INFORMATION SUPPLIED:
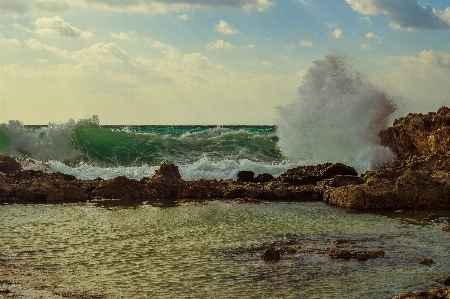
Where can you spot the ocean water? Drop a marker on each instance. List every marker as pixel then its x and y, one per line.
pixel 211 249
pixel 108 249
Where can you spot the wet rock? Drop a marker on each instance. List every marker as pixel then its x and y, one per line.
pixel 245 176
pixel 245 200
pixel 70 193
pixel 416 183
pixel 9 165
pixel 444 281
pixel 264 178
pixel 427 262
pixel 311 174
pixel 431 294
pixel 287 250
pixel 271 254
pixel 359 255
pixel 419 134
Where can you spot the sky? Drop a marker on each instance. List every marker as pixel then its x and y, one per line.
pixel 210 62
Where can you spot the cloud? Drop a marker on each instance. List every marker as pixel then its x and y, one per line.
pixel 11 42
pixel 56 26
pixel 126 36
pixel 158 6
pixel 289 46
pixel 219 44
pixel 337 33
pixel 422 78
pixel 20 7
pixel 224 28
pixel 306 43
pixel 97 54
pixel 184 17
pixel 404 14
pixel 372 35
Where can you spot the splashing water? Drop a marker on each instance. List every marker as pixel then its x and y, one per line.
pixel 336 118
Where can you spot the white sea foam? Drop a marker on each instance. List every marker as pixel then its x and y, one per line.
pixel 51 142
pixel 202 169
pixel 336 118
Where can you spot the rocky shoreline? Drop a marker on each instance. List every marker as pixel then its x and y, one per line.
pixel 418 180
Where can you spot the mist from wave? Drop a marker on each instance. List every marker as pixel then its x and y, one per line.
pixel 336 118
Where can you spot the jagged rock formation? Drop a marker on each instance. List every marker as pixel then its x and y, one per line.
pixel 37 186
pixel 415 183
pixel 419 134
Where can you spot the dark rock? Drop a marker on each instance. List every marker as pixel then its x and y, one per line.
pixel 427 262
pixel 444 281
pixel 245 176
pixel 271 254
pixel 264 178
pixel 431 294
pixel 241 200
pixel 9 165
pixel 69 193
pixel 311 174
pixel 419 134
pixel 359 255
pixel 122 187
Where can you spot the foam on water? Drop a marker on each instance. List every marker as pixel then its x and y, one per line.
pixel 336 118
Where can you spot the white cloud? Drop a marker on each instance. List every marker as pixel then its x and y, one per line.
pixel 289 46
pixel 184 17
pixel 423 79
pixel 96 54
pixel 126 36
pixel 19 7
pixel 11 42
pixel 367 19
pixel 404 14
pixel 265 63
pixel 56 26
pixel 372 35
pixel 337 33
pixel 306 43
pixel 224 28
pixel 158 6
pixel 219 44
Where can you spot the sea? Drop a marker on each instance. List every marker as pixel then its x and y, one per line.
pixel 159 248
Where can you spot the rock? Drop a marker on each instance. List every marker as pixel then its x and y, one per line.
pixel 415 183
pixel 271 254
pixel 444 281
pixel 264 178
pixel 9 165
pixel 69 193
pixel 419 134
pixel 427 262
pixel 245 176
pixel 241 200
pixel 122 187
pixel 311 174
pixel 431 294
pixel 359 255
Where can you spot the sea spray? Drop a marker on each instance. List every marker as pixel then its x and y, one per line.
pixel 336 118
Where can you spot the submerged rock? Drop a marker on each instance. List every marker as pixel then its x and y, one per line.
pixel 419 134
pixel 9 165
pixel 431 294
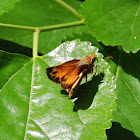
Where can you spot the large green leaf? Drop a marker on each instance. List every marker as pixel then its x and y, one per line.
pixel 114 22
pixel 34 107
pixel 127 73
pixel 7 5
pixel 39 13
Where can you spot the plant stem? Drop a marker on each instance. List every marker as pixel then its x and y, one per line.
pixel 35 43
pixel 71 9
pixel 43 28
pixel 17 27
pixel 58 26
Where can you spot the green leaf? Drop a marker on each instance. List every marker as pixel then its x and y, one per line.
pixel 15 76
pixel 7 5
pixel 127 71
pixel 114 22
pixel 34 107
pixel 39 13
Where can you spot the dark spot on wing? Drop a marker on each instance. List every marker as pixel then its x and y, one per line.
pixel 57 79
pixel 54 72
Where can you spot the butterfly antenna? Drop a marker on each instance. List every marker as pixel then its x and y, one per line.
pixel 108 57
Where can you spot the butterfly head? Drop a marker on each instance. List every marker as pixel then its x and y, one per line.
pixel 93 57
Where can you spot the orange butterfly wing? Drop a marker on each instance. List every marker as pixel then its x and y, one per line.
pixel 72 79
pixel 56 73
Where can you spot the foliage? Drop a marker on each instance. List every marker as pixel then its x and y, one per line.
pixel 32 106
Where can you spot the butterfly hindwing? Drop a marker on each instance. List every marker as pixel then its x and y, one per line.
pixel 72 79
pixel 57 72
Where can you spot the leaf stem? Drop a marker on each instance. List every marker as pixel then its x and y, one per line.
pixel 58 26
pixel 35 43
pixel 68 7
pixel 43 28
pixel 20 27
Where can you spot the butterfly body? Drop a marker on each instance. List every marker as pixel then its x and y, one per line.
pixel 70 74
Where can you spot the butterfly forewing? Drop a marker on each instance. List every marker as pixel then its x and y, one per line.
pixel 57 72
pixel 70 74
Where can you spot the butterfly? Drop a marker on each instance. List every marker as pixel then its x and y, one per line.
pixel 70 74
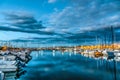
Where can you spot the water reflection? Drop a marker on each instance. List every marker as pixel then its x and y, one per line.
pixel 57 65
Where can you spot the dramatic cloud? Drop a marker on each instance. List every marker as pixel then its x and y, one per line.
pixel 87 14
pixel 51 1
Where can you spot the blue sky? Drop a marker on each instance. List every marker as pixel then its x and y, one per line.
pixel 58 21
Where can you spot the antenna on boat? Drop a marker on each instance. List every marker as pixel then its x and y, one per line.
pixel 113 38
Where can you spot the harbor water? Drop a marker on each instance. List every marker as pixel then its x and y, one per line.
pixel 57 65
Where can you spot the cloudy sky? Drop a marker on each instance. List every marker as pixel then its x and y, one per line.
pixel 59 21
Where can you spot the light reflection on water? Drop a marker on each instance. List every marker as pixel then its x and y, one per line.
pixel 63 66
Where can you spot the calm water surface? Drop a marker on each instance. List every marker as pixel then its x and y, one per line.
pixel 45 66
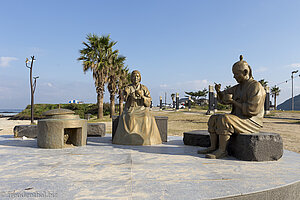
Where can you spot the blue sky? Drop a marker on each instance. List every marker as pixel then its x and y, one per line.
pixel 177 45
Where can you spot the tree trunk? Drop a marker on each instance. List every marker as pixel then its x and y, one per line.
pixel 32 94
pixel 275 102
pixel 121 100
pixel 100 105
pixel 112 105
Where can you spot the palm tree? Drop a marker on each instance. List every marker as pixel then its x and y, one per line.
pixel 96 57
pixel 113 78
pixel 263 83
pixel 124 79
pixel 275 92
pixel 197 95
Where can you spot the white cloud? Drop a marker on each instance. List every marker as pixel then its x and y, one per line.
pixel 194 84
pixel 293 65
pixel 261 69
pixel 4 61
pixel 163 85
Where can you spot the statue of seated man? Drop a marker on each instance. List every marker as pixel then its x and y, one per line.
pixel 136 124
pixel 247 99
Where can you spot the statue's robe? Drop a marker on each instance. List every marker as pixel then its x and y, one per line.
pixel 249 118
pixel 136 124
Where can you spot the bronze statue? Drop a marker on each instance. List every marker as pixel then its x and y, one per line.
pixel 136 124
pixel 247 99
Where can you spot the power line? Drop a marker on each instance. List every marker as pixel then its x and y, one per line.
pixel 286 81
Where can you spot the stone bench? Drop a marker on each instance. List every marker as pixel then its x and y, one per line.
pixel 161 121
pixel 249 147
pixel 31 131
pixel 96 129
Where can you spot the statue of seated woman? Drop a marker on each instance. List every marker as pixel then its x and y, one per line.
pixel 136 124
pixel 247 99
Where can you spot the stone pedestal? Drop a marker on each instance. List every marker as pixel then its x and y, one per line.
pixel 161 121
pixel 249 147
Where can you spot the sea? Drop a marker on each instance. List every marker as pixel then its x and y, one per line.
pixel 9 112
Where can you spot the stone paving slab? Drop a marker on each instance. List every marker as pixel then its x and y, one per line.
pixel 102 170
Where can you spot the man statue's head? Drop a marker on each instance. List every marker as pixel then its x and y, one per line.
pixel 241 71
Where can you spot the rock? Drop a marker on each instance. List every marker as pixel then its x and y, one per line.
pixel 96 129
pixel 248 147
pixel 196 138
pixel 30 131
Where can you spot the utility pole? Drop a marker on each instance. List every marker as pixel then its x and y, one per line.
pixel 293 72
pixel 32 86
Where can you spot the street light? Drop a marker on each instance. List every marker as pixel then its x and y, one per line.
pixel 293 72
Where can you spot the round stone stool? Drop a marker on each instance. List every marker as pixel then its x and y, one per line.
pixel 60 129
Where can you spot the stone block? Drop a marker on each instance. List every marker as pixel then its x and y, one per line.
pixel 196 138
pixel 29 131
pixel 248 147
pixel 96 129
pixel 256 146
pixel 161 121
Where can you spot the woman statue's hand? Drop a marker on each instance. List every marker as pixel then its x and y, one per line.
pixel 139 94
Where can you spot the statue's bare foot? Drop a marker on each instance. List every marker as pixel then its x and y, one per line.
pixel 216 154
pixel 208 150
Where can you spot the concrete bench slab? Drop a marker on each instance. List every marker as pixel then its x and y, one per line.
pixel 31 131
pixel 161 121
pixel 249 147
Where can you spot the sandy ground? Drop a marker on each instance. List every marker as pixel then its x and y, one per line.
pixel 287 124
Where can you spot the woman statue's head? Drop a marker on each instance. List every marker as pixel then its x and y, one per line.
pixel 135 76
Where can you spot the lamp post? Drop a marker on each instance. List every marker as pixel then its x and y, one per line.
pixel 293 72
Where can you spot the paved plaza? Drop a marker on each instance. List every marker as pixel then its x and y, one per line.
pixel 102 170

EXERCISE DETAILS:
Copy out the stretch of the listing from the line containing "Where can you spot the harbor" through the line containing "pixel 45 66", both lines included, reproducing each line without change.

WRITTEN RESPONSE:
Where can you spot the harbor water? Drop a marker on each instance. List every marker as pixel then its x and y, one per line.
pixel 57 65
Where can you spot the cloudy sky? Drop a marker on each instance. List every marker as pixel then its x and y, one per line.
pixel 59 21
Where can you spot the light reflection on water? Drop a marker on each instance. List every marker as pixel then its x and y, one per line.
pixel 63 66
Where can you spot the calm water surface? Drop a marker on each instance. List every marker as pixel then its x and y, one per line.
pixel 45 66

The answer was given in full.